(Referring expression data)
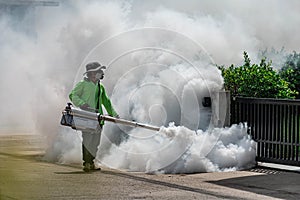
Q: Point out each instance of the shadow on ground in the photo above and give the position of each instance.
(272, 183)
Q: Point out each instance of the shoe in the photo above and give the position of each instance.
(93, 167)
(87, 167)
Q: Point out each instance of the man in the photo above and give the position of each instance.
(89, 94)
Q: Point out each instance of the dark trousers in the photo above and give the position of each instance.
(90, 143)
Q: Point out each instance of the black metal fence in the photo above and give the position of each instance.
(274, 124)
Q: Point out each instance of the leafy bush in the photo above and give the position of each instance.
(291, 71)
(252, 80)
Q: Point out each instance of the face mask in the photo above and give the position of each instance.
(99, 76)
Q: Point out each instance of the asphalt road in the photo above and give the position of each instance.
(24, 176)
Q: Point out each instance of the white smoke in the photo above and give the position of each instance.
(181, 150)
(40, 63)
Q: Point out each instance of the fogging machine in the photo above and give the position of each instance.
(88, 121)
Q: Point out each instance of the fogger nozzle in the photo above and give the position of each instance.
(84, 120)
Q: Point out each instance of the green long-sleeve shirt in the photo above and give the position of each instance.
(88, 92)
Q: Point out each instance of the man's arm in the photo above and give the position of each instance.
(76, 94)
(107, 103)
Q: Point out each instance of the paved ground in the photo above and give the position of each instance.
(24, 176)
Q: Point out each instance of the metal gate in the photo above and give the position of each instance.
(274, 124)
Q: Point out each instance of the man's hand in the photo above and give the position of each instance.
(84, 106)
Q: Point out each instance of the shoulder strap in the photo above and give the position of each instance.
(99, 98)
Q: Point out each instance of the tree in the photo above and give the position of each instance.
(291, 71)
(252, 80)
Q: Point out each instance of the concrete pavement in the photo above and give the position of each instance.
(25, 176)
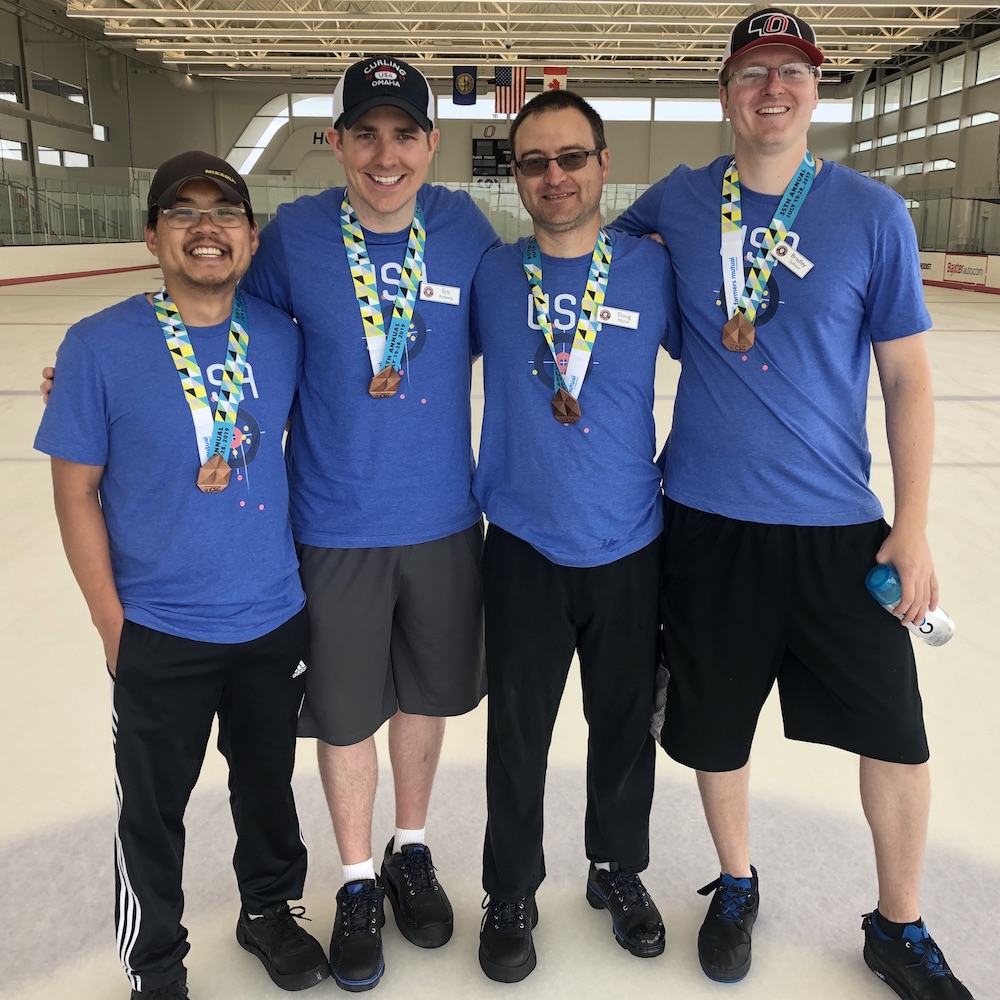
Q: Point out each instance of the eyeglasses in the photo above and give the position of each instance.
(224, 216)
(790, 73)
(535, 166)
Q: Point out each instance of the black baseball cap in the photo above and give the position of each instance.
(772, 26)
(191, 166)
(382, 80)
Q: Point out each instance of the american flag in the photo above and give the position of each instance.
(510, 84)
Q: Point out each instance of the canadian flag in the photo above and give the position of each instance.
(554, 78)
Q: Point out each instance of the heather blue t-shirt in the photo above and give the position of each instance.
(589, 493)
(367, 472)
(214, 567)
(778, 435)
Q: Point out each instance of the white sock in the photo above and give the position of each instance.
(404, 837)
(354, 873)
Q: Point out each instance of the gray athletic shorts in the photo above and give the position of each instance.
(392, 629)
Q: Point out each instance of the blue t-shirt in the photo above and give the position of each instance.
(588, 493)
(778, 435)
(214, 567)
(367, 472)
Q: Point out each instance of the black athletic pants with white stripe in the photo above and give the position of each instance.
(537, 615)
(167, 692)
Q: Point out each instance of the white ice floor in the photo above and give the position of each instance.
(810, 842)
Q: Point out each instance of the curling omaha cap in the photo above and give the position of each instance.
(772, 27)
(382, 80)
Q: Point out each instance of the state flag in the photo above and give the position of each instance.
(463, 84)
(553, 78)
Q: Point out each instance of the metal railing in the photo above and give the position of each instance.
(47, 211)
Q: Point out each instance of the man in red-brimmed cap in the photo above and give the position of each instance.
(790, 272)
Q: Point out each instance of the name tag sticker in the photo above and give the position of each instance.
(610, 316)
(450, 295)
(793, 260)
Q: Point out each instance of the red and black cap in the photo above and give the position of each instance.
(772, 26)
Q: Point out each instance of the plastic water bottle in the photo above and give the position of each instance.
(883, 584)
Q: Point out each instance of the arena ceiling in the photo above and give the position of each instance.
(599, 42)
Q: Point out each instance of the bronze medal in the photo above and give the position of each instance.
(738, 334)
(565, 408)
(213, 476)
(385, 384)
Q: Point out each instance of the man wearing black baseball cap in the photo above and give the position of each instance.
(172, 500)
(771, 520)
(378, 276)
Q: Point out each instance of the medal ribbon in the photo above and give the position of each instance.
(213, 430)
(747, 300)
(587, 325)
(383, 350)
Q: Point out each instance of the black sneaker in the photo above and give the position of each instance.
(913, 966)
(356, 945)
(506, 953)
(419, 904)
(293, 959)
(176, 990)
(636, 920)
(724, 938)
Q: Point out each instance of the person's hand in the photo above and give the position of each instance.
(911, 555)
(48, 376)
(111, 637)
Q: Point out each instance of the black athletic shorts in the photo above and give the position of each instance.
(745, 604)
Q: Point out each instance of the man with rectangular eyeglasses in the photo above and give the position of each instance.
(771, 521)
(165, 429)
(569, 322)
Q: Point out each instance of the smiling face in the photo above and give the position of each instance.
(561, 201)
(771, 116)
(386, 156)
(205, 258)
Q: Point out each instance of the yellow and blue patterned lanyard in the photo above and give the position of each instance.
(383, 350)
(587, 326)
(214, 431)
(748, 299)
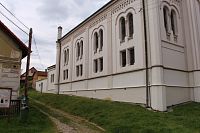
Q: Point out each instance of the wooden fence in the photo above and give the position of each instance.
(14, 109)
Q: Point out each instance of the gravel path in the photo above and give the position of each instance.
(77, 124)
(61, 127)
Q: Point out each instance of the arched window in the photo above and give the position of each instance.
(101, 38)
(174, 22)
(122, 28)
(130, 24)
(96, 42)
(77, 50)
(65, 56)
(81, 48)
(166, 18)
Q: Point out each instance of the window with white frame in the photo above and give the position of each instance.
(65, 74)
(174, 22)
(98, 65)
(78, 50)
(131, 56)
(127, 57)
(79, 70)
(96, 42)
(101, 64)
(123, 58)
(95, 66)
(166, 18)
(52, 78)
(101, 39)
(122, 29)
(130, 24)
(81, 48)
(66, 56)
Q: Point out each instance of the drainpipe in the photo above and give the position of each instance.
(146, 55)
(58, 57)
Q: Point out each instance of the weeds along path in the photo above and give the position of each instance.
(67, 122)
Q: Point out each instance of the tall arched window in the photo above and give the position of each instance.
(166, 19)
(101, 38)
(130, 24)
(77, 50)
(174, 22)
(81, 48)
(65, 56)
(122, 28)
(96, 41)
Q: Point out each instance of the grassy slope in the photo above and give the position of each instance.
(118, 117)
(36, 123)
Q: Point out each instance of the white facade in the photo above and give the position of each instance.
(104, 56)
(41, 86)
(51, 87)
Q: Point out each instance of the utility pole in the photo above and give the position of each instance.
(27, 65)
(146, 54)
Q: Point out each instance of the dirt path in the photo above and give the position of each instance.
(76, 124)
(61, 127)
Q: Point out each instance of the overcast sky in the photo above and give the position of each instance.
(44, 16)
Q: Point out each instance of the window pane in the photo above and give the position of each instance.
(123, 58)
(130, 21)
(77, 71)
(165, 13)
(81, 48)
(132, 56)
(96, 41)
(95, 66)
(64, 75)
(81, 70)
(123, 28)
(174, 22)
(67, 58)
(65, 54)
(101, 39)
(67, 73)
(101, 64)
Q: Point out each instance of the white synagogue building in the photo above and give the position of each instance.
(121, 54)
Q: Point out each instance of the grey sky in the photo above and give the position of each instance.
(44, 16)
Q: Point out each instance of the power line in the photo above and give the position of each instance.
(13, 15)
(13, 23)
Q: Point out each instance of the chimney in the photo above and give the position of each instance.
(59, 32)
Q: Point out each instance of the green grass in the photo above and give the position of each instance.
(36, 123)
(116, 117)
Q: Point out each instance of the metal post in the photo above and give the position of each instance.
(28, 64)
(146, 54)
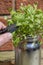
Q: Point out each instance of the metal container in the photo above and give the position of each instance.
(29, 55)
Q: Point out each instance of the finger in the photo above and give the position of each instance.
(2, 25)
(5, 38)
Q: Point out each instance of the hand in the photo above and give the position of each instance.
(4, 37)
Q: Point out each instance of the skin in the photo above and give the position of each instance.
(4, 38)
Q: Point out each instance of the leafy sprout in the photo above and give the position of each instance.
(30, 22)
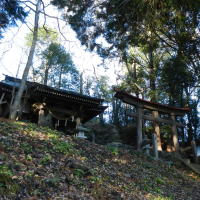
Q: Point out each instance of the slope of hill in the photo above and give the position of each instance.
(39, 163)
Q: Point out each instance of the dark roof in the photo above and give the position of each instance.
(121, 94)
(36, 87)
(63, 99)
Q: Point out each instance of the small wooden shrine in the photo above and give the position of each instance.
(155, 109)
(49, 106)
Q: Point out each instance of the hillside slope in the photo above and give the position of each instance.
(39, 163)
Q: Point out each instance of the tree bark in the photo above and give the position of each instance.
(46, 74)
(16, 104)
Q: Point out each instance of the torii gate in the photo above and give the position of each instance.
(156, 109)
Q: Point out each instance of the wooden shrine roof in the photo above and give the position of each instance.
(56, 98)
(133, 100)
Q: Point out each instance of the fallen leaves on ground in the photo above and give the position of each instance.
(40, 163)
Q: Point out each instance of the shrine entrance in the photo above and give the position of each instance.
(156, 109)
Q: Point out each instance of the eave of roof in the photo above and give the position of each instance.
(36, 87)
(121, 94)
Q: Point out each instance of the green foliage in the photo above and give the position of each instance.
(53, 181)
(58, 67)
(7, 185)
(10, 12)
(46, 35)
(46, 159)
(26, 147)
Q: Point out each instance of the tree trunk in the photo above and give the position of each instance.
(152, 75)
(16, 104)
(81, 83)
(46, 75)
(60, 77)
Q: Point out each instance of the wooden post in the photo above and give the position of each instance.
(174, 133)
(41, 117)
(157, 130)
(194, 148)
(1, 99)
(139, 127)
(155, 146)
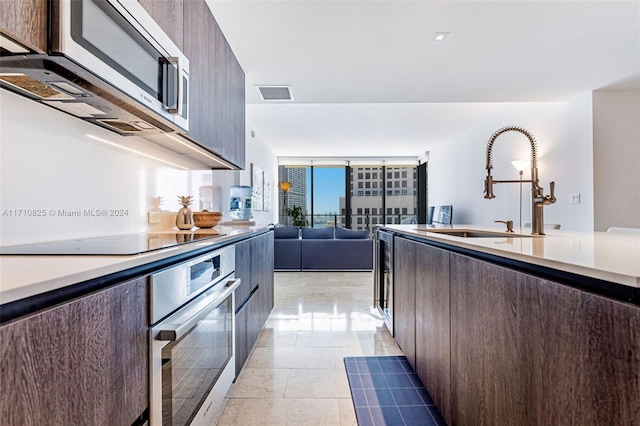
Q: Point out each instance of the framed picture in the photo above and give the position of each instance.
(257, 176)
(266, 192)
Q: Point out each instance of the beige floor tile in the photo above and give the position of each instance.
(318, 383)
(347, 412)
(276, 337)
(291, 357)
(255, 412)
(312, 412)
(295, 374)
(260, 383)
(335, 338)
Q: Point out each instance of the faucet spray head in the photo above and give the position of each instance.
(488, 186)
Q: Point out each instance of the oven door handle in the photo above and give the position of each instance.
(173, 332)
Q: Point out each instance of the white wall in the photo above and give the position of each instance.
(258, 152)
(616, 153)
(49, 164)
(564, 136)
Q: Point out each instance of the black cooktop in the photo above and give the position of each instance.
(113, 245)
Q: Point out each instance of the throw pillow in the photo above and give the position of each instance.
(317, 233)
(350, 234)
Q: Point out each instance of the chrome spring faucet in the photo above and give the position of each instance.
(537, 193)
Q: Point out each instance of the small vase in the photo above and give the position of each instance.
(184, 218)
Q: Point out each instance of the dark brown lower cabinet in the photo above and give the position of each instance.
(404, 309)
(433, 333)
(527, 351)
(254, 266)
(81, 363)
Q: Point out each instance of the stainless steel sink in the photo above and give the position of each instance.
(469, 233)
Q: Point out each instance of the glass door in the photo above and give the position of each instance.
(192, 365)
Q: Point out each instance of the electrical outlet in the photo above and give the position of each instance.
(154, 218)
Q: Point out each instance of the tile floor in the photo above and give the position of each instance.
(295, 374)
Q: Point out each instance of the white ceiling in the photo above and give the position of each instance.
(367, 79)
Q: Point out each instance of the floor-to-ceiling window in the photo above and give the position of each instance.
(327, 189)
(354, 196)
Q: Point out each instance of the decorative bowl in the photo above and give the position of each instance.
(205, 219)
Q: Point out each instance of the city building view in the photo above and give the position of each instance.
(375, 195)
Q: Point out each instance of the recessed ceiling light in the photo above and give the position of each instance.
(440, 36)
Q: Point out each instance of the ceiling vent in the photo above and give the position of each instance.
(275, 93)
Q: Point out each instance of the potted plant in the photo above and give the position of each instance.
(297, 216)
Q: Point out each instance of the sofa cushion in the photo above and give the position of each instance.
(318, 233)
(286, 232)
(287, 254)
(337, 254)
(350, 234)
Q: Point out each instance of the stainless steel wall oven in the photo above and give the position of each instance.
(383, 277)
(192, 354)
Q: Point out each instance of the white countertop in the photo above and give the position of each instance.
(606, 256)
(24, 276)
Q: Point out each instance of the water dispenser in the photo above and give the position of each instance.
(240, 207)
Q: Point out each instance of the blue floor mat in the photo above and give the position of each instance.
(386, 391)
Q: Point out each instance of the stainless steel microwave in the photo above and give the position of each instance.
(107, 62)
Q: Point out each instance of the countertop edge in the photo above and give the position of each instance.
(609, 284)
(23, 300)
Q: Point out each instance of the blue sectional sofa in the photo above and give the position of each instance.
(322, 249)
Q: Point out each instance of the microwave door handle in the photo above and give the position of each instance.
(172, 333)
(177, 61)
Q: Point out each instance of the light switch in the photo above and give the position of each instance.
(154, 217)
(575, 198)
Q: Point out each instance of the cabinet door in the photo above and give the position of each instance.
(25, 20)
(84, 362)
(216, 93)
(528, 351)
(169, 15)
(263, 261)
(241, 351)
(404, 280)
(244, 270)
(433, 334)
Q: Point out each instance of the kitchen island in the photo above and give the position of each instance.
(521, 330)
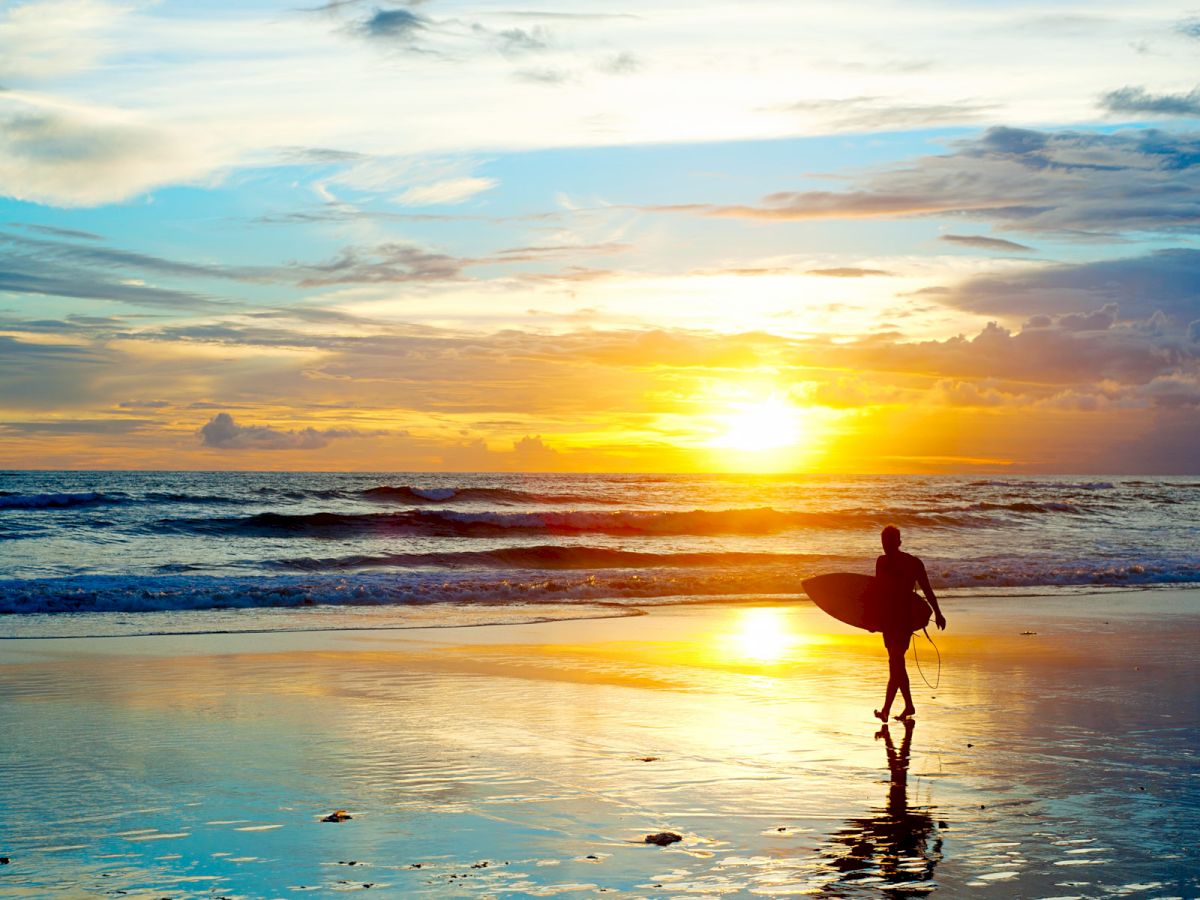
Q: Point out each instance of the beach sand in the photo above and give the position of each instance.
(532, 760)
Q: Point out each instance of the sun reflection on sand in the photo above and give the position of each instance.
(763, 635)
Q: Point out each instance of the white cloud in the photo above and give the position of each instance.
(57, 154)
(55, 37)
(455, 190)
(244, 83)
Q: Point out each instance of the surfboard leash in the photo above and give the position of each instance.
(915, 659)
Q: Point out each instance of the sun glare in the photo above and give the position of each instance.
(762, 635)
(766, 424)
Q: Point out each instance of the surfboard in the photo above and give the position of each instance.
(844, 597)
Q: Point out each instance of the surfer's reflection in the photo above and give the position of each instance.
(898, 846)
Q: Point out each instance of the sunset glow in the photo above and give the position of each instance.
(709, 238)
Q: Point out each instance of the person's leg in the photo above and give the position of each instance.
(893, 684)
(900, 675)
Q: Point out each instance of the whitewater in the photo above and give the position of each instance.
(106, 543)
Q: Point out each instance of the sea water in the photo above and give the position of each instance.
(85, 552)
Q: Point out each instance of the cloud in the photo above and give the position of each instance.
(519, 41)
(85, 159)
(223, 433)
(1189, 27)
(529, 454)
(72, 233)
(885, 114)
(78, 426)
(847, 273)
(393, 25)
(54, 37)
(543, 76)
(1174, 391)
(445, 192)
(387, 263)
(1167, 280)
(95, 288)
(1062, 183)
(983, 243)
(1138, 101)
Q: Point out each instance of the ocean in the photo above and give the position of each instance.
(129, 552)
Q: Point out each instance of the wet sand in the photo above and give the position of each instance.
(532, 760)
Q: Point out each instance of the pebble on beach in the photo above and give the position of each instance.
(663, 838)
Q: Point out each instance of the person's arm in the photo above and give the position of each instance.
(927, 588)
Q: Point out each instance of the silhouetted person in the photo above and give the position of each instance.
(895, 574)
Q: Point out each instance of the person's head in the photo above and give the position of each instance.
(891, 538)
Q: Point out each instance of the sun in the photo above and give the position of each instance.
(767, 424)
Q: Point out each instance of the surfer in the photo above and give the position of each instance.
(897, 573)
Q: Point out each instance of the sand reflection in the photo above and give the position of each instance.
(898, 847)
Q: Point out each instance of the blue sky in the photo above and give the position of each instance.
(495, 235)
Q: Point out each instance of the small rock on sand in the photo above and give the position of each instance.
(663, 838)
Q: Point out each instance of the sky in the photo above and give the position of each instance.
(537, 237)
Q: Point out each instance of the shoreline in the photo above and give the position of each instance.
(1050, 765)
(581, 611)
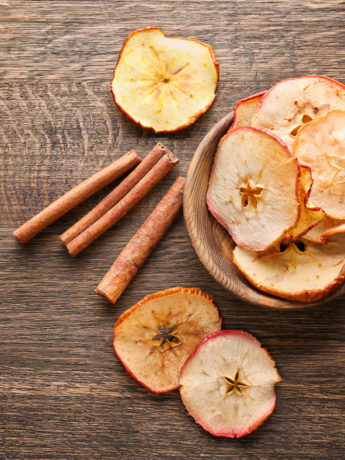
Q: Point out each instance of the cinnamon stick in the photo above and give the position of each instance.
(76, 196)
(142, 244)
(164, 165)
(119, 192)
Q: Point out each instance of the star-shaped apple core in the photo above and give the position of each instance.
(166, 338)
(234, 385)
(249, 195)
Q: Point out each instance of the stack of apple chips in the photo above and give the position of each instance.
(278, 186)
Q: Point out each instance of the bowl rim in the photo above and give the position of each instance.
(247, 292)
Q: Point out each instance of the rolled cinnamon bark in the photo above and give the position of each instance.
(76, 196)
(164, 165)
(142, 244)
(119, 192)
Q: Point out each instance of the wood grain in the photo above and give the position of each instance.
(63, 393)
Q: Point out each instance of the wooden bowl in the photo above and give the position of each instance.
(211, 242)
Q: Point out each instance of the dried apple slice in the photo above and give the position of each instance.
(308, 218)
(301, 271)
(320, 145)
(291, 104)
(254, 187)
(227, 384)
(164, 84)
(326, 228)
(154, 338)
(244, 110)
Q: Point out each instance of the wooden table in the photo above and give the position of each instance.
(63, 393)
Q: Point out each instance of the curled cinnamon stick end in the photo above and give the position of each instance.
(142, 244)
(76, 196)
(114, 196)
(160, 169)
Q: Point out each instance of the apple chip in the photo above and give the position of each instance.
(244, 110)
(320, 145)
(254, 187)
(291, 104)
(154, 338)
(301, 271)
(227, 384)
(327, 227)
(164, 84)
(308, 217)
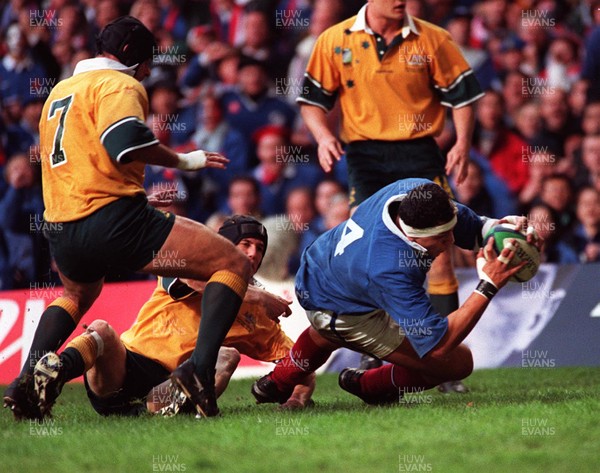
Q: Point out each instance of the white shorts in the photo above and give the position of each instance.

## Exercise brief
Begin at the line containing "Q: Point out each instance of the stack" and write out every line to the end of the data exactly. Skip the pictures.

## Reply to the task
Q: Point out each instance of the stack of apple chips in the photo above and give the position of each instance.
(278, 186)
Q: Point out each instance of the bowl rim in the photo above and give the position of each instance.
(247, 292)
Q: Point out each instance of the rolled cinnamon bark in the photo above and give the position of each instance.
(76, 196)
(164, 165)
(142, 244)
(119, 192)
Q: Point out each instance of the wood grain in the photo above and give the position of each instance.
(63, 393)
Q: Point out each instance of the wooden bowl in the photo above and give the position of each instance.
(211, 242)
Q: Point out each instance of the dried apple slice in the photo above and give the position of each instance.
(308, 218)
(301, 271)
(320, 145)
(291, 104)
(254, 187)
(227, 384)
(164, 84)
(326, 228)
(154, 338)
(244, 110)
Q: Point out each instance of the wooden table in the photo above and give the position of each instance.
(63, 393)
Q: Point out each instance of the curled cinnamon stick end in the photo above and give the position of each instance.
(142, 244)
(76, 196)
(114, 196)
(160, 169)
Q: Point out each instance of the apple chip in the photo above and give the position of each instance.
(244, 110)
(320, 145)
(254, 187)
(291, 104)
(154, 338)
(301, 271)
(227, 384)
(327, 227)
(164, 84)
(308, 217)
Q: Point out each instance of the white shorts in the photo above and give the position of each instance.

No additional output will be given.